Data excerpts
-*-
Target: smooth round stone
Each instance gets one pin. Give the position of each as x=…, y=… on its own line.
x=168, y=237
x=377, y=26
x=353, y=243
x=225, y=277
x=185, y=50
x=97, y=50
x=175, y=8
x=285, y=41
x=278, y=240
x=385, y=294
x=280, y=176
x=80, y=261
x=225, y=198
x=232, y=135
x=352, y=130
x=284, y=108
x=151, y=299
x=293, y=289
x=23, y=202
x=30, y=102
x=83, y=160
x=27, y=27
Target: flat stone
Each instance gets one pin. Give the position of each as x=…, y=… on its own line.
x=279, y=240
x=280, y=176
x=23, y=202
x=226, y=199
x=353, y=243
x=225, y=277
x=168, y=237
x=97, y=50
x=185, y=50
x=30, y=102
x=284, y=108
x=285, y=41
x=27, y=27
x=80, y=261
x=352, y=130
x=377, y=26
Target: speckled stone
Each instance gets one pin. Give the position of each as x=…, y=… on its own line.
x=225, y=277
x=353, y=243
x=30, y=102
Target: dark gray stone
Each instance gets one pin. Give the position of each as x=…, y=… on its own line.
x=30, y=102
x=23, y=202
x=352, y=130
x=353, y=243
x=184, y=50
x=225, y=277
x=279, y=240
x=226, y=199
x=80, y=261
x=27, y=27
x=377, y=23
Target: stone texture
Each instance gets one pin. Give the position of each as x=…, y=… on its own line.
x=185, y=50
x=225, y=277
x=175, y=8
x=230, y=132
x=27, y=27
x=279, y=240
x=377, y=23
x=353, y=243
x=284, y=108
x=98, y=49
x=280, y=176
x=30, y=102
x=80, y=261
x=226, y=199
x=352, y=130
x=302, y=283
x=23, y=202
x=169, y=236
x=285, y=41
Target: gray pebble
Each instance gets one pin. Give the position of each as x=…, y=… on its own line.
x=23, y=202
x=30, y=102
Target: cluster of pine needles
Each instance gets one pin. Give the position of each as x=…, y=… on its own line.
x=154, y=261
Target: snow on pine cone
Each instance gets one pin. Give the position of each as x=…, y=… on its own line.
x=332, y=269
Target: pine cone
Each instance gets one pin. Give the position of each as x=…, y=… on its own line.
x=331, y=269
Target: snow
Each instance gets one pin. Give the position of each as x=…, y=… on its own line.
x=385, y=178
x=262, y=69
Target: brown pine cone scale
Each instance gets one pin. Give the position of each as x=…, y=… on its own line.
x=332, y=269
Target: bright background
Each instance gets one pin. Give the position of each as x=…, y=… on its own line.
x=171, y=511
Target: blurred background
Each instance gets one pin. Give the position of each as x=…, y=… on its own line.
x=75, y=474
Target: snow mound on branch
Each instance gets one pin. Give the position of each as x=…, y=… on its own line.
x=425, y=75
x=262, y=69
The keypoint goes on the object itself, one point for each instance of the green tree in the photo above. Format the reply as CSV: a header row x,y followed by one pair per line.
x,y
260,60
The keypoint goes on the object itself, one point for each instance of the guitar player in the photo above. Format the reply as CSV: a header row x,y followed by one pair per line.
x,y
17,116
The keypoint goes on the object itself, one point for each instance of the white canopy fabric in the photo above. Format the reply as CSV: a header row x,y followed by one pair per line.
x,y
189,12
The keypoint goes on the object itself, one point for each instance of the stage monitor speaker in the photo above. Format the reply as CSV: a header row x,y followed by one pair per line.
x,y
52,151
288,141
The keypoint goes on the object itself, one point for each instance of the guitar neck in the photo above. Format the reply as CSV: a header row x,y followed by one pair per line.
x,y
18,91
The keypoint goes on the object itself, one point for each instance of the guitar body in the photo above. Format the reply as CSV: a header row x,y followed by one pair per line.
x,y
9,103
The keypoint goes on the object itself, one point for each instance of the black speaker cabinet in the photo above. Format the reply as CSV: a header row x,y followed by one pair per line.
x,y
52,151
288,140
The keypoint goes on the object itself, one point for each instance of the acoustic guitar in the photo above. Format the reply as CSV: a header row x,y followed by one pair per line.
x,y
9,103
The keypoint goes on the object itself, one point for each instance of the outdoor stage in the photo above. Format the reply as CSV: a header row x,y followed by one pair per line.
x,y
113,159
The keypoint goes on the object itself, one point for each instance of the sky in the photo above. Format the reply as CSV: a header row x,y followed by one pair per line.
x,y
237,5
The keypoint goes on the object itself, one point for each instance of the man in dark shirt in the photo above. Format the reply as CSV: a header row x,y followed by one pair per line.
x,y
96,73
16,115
-*-
> _Action item_
Above are the records; copy each line from them that includes the string "pine".

> _Solution below_
Target: cluster of pine needles
Target: snow on pine cone
Target: pine cone
Target: brown pine cone scale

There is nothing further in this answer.